**Task to complete**. Turn everything from the start of the listing down to the line containing "pixel 819 204" into a numbered list, leaving out any blank lines.

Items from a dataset
>> begin

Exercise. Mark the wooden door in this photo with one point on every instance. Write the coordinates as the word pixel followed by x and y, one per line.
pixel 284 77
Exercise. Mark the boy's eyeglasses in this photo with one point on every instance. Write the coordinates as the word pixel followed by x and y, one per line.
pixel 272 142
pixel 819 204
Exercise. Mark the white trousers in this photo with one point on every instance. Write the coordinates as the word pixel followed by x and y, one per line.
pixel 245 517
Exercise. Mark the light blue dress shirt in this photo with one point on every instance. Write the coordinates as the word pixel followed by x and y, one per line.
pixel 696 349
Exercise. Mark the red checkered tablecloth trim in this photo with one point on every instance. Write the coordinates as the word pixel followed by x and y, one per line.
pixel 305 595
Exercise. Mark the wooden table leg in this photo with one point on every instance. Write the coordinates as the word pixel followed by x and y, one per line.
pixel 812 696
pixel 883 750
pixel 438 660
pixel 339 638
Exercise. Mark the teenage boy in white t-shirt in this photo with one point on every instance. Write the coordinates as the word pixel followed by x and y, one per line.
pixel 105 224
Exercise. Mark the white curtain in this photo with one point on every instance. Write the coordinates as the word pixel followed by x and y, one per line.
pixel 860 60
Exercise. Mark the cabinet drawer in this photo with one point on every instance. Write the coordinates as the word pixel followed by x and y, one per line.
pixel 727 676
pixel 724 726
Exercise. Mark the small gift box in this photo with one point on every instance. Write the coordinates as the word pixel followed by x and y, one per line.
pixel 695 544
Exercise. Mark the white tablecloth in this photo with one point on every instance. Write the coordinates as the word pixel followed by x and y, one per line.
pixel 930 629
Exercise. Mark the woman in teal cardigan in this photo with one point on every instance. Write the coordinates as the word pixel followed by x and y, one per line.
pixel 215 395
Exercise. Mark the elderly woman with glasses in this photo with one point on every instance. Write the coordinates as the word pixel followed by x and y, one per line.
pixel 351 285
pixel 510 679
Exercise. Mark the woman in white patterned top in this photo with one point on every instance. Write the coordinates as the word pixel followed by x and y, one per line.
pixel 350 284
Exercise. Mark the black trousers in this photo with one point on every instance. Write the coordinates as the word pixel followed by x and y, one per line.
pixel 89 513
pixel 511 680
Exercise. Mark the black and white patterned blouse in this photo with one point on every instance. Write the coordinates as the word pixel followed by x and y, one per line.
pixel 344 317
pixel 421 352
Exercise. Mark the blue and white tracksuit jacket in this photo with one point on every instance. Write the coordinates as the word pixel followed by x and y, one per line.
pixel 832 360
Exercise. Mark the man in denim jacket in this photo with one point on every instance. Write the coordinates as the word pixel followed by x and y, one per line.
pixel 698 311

>> end

**Response for this exercise**.
1. Exercise. Mark the wooden door in this photo with one point on every instance. Write the coordinates as the word pixel followed by x and y, one per line.
2. pixel 284 77
3. Exercise. Mark the boy's eyeglasses in this photo with one point on every instance. Write the coordinates as the word pixel followed by x and y, one per line.
4. pixel 272 142
5. pixel 819 204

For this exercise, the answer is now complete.